(Stored records)
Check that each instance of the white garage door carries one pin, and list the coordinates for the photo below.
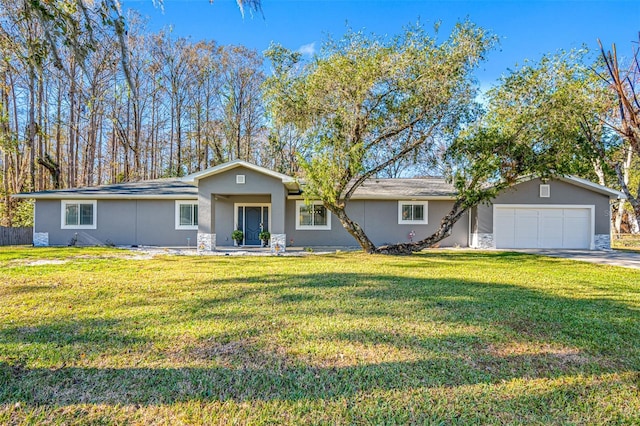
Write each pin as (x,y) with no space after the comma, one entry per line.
(542,227)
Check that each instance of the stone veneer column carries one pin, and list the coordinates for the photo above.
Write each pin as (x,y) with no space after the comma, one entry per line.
(206,242)
(278,243)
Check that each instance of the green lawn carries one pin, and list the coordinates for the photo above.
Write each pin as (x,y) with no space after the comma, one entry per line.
(440,337)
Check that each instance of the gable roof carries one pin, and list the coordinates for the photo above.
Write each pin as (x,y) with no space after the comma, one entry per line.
(221,168)
(587,184)
(187,187)
(582,183)
(149,189)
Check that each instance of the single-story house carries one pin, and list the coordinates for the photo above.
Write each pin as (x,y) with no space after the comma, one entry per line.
(203,209)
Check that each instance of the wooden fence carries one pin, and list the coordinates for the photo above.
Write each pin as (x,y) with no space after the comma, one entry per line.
(15,236)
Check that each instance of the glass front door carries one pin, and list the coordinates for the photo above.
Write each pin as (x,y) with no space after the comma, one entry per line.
(252,220)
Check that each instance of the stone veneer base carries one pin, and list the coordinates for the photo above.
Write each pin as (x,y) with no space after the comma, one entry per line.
(482,241)
(40,239)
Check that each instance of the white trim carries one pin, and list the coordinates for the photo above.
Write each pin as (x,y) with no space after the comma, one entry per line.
(91,197)
(63,210)
(545,190)
(179,203)
(590,207)
(235,214)
(300,203)
(424,204)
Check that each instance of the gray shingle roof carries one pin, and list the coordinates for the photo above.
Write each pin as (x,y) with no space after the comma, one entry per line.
(159,188)
(177,188)
(405,188)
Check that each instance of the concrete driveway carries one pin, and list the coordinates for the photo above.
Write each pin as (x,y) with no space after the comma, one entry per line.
(626,259)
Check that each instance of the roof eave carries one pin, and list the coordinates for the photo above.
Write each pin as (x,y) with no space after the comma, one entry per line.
(78,196)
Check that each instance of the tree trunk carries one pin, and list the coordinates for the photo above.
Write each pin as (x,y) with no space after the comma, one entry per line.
(353,228)
(446,226)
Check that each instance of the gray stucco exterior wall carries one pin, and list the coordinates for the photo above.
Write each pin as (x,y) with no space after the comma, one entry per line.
(379,219)
(120,222)
(561,193)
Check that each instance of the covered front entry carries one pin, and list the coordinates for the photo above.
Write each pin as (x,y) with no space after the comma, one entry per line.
(536,226)
(252,218)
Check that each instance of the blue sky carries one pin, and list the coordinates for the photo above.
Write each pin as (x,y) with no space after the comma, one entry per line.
(527,29)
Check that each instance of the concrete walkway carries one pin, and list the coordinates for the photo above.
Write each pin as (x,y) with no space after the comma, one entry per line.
(241,251)
(626,259)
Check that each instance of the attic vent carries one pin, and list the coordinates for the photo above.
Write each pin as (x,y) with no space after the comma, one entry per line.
(545,191)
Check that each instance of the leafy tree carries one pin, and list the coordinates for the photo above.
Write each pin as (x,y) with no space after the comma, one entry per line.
(367,102)
(622,81)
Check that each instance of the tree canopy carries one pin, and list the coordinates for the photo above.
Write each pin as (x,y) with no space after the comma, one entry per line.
(366,102)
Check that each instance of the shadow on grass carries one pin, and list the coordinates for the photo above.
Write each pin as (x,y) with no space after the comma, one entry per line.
(606,334)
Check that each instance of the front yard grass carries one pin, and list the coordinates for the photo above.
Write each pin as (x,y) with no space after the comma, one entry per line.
(93,336)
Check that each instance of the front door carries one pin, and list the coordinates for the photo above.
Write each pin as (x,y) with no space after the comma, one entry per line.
(252,220)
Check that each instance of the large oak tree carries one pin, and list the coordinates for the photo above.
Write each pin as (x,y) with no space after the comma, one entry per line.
(366,102)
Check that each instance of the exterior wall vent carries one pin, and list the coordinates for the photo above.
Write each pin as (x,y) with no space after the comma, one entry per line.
(545,191)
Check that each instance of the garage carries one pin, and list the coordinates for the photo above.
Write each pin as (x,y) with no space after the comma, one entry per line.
(543,226)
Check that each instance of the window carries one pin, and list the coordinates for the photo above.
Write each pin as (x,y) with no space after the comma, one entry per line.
(312,216)
(412,212)
(186,215)
(545,191)
(79,214)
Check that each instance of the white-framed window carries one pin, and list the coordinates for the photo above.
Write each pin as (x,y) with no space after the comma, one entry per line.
(186,214)
(312,216)
(79,214)
(545,191)
(413,212)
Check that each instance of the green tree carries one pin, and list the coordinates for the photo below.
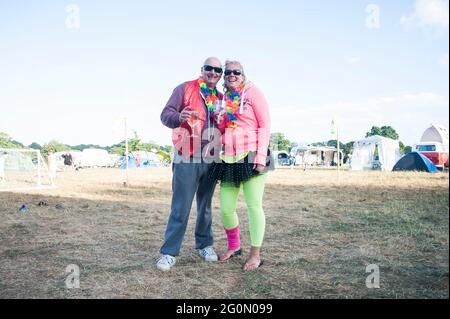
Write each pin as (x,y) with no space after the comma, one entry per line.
(279,143)
(7,142)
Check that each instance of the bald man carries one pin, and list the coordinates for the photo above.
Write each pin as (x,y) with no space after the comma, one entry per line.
(187,114)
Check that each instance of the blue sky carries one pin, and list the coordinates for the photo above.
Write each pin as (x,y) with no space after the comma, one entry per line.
(314,60)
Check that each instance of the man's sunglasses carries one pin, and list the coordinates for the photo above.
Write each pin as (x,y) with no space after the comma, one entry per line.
(210,68)
(235,72)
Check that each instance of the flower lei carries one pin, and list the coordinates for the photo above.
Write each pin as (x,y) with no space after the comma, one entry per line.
(232,101)
(209,95)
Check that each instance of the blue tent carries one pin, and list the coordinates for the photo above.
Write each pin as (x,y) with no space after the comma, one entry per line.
(147,160)
(415,161)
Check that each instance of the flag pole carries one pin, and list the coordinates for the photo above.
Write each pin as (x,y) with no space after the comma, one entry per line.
(126,151)
(339,153)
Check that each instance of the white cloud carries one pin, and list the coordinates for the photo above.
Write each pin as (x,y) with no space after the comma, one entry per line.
(430,13)
(353,60)
(444,60)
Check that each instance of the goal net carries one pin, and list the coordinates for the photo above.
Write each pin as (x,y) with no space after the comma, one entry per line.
(23,169)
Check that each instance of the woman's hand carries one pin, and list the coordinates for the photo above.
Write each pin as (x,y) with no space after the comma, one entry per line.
(185,115)
(219,115)
(259,168)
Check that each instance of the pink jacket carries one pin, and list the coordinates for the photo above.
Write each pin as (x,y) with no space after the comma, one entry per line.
(253,127)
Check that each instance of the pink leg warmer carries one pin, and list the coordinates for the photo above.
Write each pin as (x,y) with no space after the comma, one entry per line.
(234,242)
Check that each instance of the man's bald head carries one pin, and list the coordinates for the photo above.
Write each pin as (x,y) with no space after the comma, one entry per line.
(213,61)
(210,71)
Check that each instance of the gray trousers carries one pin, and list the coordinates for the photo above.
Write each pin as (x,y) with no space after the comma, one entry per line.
(189,179)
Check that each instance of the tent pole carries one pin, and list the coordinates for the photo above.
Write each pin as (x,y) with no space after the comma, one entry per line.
(338,154)
(126,151)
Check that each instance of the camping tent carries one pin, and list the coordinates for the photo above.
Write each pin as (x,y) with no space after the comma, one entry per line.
(435,133)
(364,153)
(92,157)
(415,161)
(282,158)
(140,159)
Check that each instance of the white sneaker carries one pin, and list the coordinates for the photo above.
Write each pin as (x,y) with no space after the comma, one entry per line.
(208,254)
(165,262)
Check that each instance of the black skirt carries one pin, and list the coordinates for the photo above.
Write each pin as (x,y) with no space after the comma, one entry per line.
(238,172)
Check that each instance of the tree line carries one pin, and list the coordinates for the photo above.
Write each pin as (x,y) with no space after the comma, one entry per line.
(279,142)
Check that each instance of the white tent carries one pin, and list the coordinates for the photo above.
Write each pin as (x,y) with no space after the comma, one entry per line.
(315,155)
(92,157)
(435,133)
(363,156)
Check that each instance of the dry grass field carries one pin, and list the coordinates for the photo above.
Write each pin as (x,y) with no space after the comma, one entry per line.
(321,234)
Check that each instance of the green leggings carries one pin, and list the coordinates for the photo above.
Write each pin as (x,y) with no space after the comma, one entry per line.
(253,194)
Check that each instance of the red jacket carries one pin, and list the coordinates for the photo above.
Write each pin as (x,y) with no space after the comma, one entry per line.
(182,136)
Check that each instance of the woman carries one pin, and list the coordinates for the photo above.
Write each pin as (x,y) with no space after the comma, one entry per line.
(245,125)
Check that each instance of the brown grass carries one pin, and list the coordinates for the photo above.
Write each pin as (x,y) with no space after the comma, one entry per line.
(321,234)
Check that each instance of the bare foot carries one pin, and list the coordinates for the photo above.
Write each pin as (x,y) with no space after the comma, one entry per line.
(252,264)
(230,253)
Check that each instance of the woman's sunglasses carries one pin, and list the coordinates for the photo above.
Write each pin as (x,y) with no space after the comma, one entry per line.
(210,68)
(235,72)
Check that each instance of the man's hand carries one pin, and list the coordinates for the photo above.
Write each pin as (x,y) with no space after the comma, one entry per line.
(219,115)
(184,115)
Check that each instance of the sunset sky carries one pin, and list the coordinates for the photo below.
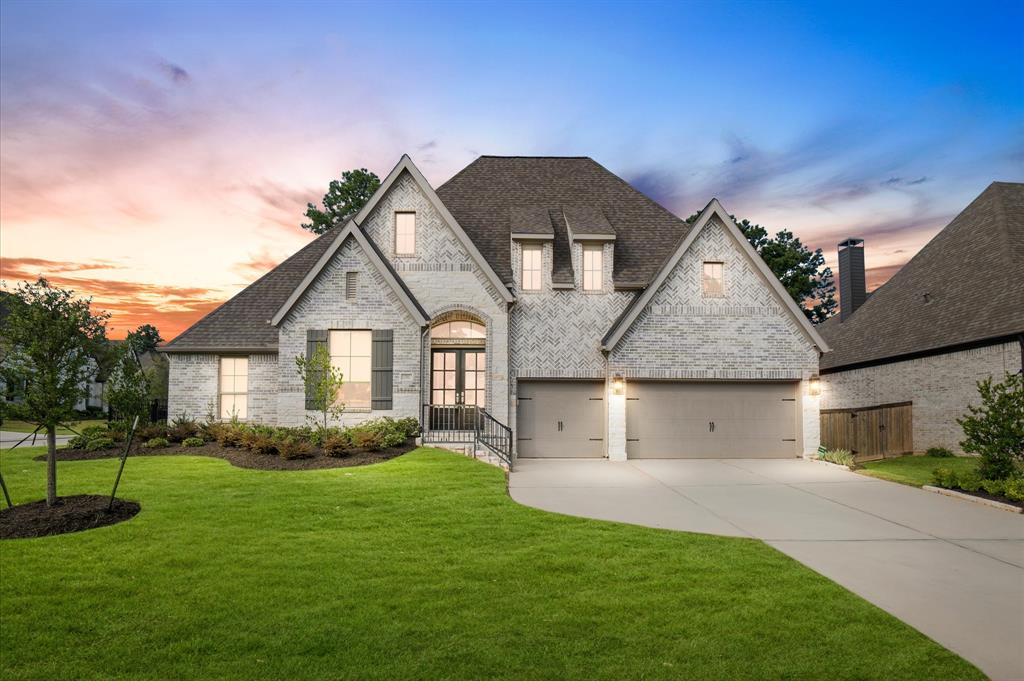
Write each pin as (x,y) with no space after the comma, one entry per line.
(159,156)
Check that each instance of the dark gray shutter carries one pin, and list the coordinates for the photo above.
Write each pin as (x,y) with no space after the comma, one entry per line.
(382,363)
(314,340)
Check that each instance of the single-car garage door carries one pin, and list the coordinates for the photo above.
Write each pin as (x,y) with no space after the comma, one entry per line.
(676,420)
(559,419)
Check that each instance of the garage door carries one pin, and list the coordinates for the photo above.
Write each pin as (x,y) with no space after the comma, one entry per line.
(667,420)
(560,419)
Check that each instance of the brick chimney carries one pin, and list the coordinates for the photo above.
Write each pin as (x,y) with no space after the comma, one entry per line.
(852,288)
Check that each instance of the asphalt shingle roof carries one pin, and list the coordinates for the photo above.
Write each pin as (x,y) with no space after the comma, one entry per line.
(484,196)
(967,285)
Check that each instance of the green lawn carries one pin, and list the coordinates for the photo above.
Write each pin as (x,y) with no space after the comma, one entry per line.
(420,567)
(26,427)
(915,470)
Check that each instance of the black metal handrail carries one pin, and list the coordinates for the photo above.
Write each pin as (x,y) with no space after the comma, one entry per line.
(465,424)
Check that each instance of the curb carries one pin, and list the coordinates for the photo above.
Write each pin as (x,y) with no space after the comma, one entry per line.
(972,498)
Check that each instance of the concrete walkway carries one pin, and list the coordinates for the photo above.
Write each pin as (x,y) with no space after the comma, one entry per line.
(951,568)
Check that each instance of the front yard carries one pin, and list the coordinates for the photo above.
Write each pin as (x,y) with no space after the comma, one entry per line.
(916,470)
(418,567)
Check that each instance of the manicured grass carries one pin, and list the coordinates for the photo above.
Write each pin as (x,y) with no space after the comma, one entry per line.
(916,470)
(419,567)
(26,427)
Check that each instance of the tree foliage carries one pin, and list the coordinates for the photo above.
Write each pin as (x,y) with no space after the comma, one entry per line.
(343,198)
(323,382)
(48,343)
(801,270)
(995,429)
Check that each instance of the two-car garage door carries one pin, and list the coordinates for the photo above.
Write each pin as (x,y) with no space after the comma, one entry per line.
(711,420)
(664,420)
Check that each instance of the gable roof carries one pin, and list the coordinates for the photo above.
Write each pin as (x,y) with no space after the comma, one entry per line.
(351,230)
(972,272)
(637,305)
(406,165)
(485,196)
(243,324)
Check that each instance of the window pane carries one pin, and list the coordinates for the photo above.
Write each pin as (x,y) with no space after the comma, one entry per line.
(340,342)
(361,341)
(360,370)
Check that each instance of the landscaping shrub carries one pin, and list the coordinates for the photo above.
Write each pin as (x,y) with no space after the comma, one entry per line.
(994,487)
(944,477)
(181,428)
(295,448)
(1014,490)
(841,457)
(337,445)
(99,443)
(995,429)
(151,430)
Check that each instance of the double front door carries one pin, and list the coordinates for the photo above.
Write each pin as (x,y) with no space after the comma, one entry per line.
(458,381)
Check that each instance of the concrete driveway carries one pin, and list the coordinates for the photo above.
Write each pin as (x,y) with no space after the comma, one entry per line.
(951,568)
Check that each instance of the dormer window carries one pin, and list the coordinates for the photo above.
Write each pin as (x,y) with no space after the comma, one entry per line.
(593,267)
(531,266)
(404,233)
(713,280)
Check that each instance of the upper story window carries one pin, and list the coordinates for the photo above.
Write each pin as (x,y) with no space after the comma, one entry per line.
(404,233)
(531,266)
(713,280)
(233,387)
(593,270)
(350,351)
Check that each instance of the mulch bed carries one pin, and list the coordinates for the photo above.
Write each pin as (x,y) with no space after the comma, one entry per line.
(243,458)
(71,514)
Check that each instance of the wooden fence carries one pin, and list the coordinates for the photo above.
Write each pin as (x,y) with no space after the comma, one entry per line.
(871,432)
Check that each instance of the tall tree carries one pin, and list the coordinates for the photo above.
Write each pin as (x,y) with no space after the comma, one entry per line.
(343,198)
(801,270)
(47,346)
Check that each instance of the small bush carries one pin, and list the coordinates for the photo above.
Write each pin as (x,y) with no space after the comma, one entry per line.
(151,430)
(99,443)
(1014,490)
(295,448)
(841,457)
(970,481)
(337,445)
(181,428)
(994,487)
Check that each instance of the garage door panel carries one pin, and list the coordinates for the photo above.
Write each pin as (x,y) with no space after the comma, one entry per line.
(711,420)
(560,419)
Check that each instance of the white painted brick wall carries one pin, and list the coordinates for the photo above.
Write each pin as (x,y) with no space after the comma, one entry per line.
(940,387)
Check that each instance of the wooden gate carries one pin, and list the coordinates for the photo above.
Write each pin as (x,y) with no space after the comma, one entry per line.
(870,432)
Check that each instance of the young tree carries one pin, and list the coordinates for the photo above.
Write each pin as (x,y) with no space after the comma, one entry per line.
(343,198)
(128,387)
(995,430)
(48,341)
(801,270)
(323,382)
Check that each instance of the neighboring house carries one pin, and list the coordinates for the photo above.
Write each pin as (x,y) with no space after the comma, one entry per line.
(905,360)
(590,320)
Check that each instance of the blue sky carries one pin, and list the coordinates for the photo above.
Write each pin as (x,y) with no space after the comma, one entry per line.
(161,154)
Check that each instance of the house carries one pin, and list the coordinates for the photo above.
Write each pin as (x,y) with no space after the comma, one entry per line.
(905,360)
(577,311)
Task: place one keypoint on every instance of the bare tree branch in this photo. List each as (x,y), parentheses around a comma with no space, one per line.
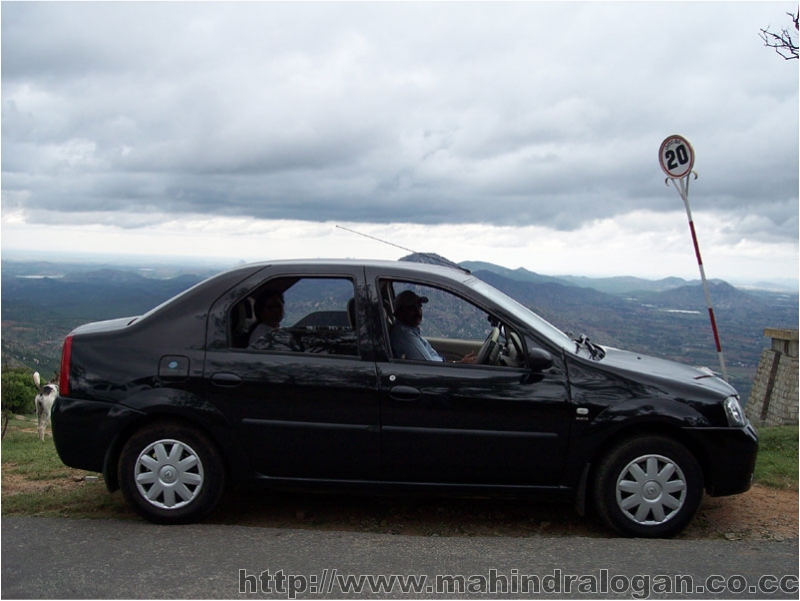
(784,43)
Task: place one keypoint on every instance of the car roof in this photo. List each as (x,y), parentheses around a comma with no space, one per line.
(412,266)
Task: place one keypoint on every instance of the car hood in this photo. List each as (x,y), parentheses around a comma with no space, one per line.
(665,370)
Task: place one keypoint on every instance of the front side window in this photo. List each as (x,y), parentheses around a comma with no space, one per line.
(425,323)
(297,315)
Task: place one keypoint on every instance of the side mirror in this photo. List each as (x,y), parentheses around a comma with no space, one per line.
(539,360)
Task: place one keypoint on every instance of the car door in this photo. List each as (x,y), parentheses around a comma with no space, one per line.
(472,424)
(309,409)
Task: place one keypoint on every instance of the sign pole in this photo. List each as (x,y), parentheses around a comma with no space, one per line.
(677,159)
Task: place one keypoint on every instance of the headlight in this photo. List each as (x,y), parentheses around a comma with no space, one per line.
(734,412)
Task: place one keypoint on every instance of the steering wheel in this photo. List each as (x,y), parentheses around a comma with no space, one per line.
(514,349)
(490,349)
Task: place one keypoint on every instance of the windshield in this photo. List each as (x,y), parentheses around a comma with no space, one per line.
(545,328)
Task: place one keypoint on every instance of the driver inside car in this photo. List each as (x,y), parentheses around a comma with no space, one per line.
(406,338)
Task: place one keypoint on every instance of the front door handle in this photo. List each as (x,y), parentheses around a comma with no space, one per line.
(226,379)
(405,393)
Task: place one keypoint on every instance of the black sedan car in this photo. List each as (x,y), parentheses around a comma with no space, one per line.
(210,389)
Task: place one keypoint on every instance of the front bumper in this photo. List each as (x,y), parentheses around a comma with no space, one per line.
(728,456)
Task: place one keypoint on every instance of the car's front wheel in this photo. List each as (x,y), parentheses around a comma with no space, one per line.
(649,486)
(171,474)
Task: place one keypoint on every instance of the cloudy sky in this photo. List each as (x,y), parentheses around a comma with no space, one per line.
(525,134)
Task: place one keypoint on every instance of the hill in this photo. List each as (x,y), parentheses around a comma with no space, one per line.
(43,301)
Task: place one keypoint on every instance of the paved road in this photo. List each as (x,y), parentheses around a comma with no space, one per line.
(106,559)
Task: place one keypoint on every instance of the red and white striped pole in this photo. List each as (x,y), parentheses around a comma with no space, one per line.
(676,156)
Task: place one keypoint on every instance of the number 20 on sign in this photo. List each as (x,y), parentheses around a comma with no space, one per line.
(676,157)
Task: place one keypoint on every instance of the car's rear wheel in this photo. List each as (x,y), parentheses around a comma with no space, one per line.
(649,486)
(171,474)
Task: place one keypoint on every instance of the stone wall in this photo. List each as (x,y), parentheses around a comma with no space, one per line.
(774,397)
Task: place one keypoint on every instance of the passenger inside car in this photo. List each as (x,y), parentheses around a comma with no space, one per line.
(405,336)
(269,311)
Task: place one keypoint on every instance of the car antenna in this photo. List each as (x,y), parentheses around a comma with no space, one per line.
(432,257)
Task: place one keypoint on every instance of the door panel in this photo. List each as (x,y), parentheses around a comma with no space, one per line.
(472,424)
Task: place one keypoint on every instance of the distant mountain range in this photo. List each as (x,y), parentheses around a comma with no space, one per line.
(43,301)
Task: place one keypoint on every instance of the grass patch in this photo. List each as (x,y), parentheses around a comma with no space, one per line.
(777,461)
(36,483)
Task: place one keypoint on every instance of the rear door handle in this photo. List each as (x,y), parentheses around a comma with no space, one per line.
(405,393)
(226,379)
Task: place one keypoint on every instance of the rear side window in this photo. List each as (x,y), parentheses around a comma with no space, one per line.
(297,315)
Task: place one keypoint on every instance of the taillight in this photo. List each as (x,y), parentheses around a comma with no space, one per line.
(66,357)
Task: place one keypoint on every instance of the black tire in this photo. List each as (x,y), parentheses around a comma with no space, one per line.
(649,487)
(171,474)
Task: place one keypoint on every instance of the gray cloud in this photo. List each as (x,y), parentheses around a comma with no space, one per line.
(524,113)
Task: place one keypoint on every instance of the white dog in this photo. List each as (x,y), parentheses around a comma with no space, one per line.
(44,402)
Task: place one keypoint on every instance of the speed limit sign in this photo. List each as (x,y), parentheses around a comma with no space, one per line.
(676,157)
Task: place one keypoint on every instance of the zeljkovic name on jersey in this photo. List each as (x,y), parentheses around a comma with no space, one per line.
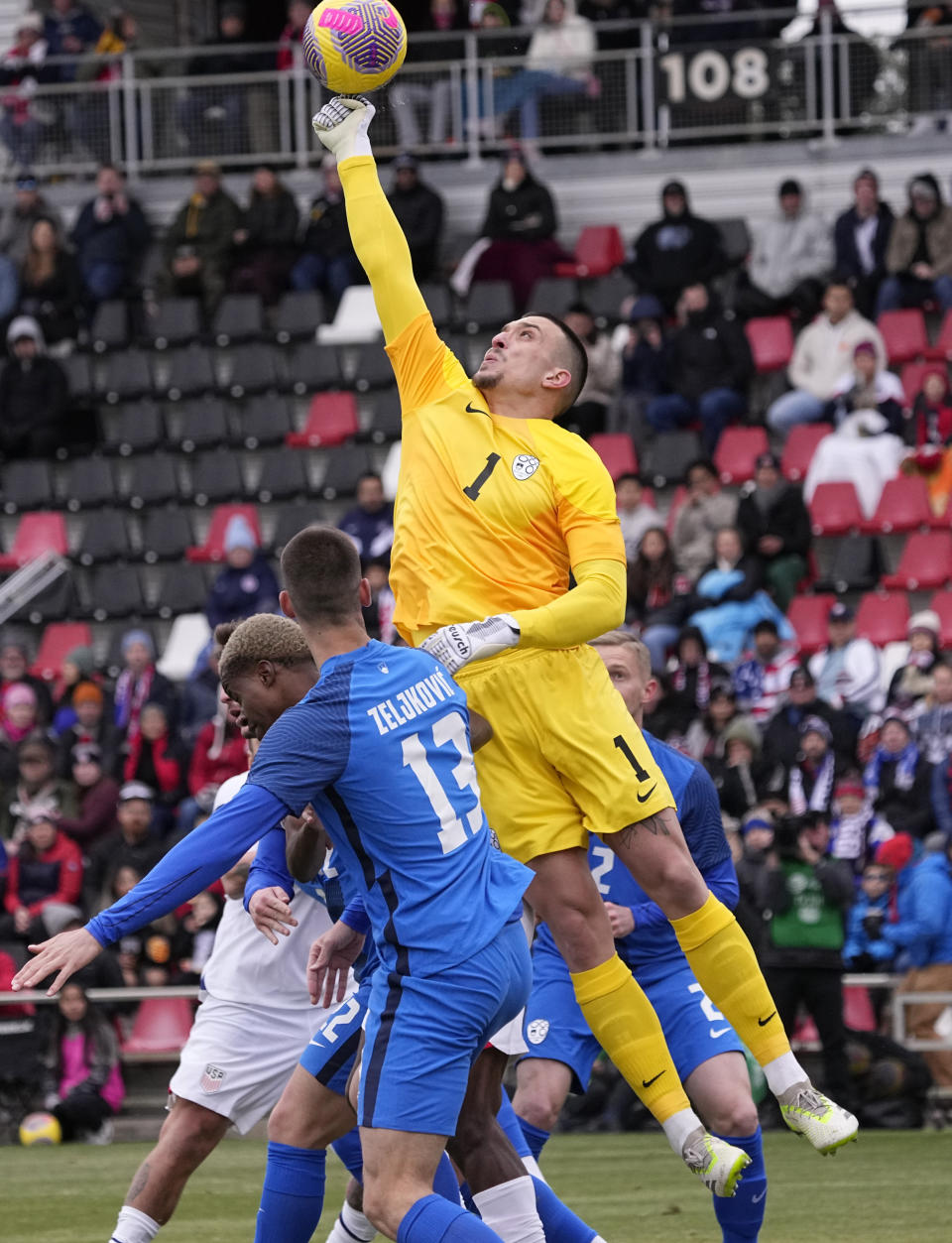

[PROMPT] Search the records for the string "vent", and copy every line that holds it.

[SOLUTION]
Check that each instance of the attic vent carries one pin, and list the coordinates for the photo above.
Check that each instance of the exterior wall vent carries one pin, and list the coordinates for the photo above.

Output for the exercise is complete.